TASK STATEMENT -
Output only the lines from the start of the entries through the line holding "rough mask: <svg". Each line must match the original exactly.

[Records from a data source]
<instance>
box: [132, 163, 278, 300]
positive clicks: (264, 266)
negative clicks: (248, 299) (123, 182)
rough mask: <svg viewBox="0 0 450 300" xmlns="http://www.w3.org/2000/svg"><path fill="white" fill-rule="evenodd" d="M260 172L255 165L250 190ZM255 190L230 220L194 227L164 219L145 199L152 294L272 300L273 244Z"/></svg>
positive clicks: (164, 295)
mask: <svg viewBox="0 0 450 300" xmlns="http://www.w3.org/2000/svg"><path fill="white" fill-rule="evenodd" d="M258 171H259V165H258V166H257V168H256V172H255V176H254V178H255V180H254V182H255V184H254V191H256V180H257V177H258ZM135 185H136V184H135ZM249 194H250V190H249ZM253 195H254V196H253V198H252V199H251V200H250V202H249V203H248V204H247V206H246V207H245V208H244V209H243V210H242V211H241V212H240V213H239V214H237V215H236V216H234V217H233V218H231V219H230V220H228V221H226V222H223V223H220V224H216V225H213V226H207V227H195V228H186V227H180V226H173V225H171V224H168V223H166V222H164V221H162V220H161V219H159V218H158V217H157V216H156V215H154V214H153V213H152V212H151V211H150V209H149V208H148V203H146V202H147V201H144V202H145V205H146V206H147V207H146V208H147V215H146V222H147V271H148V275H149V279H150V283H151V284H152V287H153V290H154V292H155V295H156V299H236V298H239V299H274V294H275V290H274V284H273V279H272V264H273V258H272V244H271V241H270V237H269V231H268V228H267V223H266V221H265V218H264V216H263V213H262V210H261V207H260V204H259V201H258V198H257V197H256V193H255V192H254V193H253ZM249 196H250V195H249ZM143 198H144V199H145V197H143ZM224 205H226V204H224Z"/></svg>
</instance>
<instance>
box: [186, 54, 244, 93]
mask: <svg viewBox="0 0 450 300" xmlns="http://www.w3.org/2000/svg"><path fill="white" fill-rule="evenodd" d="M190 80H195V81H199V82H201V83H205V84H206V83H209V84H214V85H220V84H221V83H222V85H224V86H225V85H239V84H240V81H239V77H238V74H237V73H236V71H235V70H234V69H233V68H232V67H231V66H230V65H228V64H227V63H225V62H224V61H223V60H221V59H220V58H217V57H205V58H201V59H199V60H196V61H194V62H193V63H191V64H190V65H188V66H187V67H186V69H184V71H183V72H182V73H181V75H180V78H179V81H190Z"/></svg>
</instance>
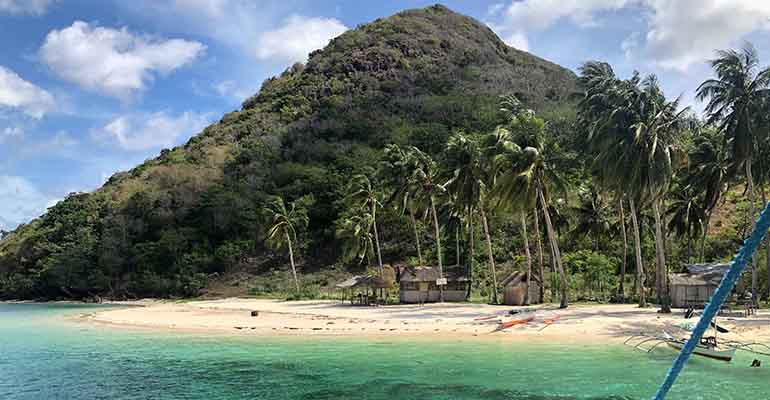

YOUR RESPONSE -
<instance>
box: [132, 163, 278, 300]
positive clicks: (264, 266)
negative clicks: (248, 299) (123, 182)
rough mask: <svg viewBox="0 0 450 300" xmlns="http://www.w3.org/2000/svg"><path fill="white" fill-rule="evenodd" d="M260 172L255 165L250 190ZM255 190L230 220L194 227L164 219L145 199L152 294L272 300L273 244Z"/></svg>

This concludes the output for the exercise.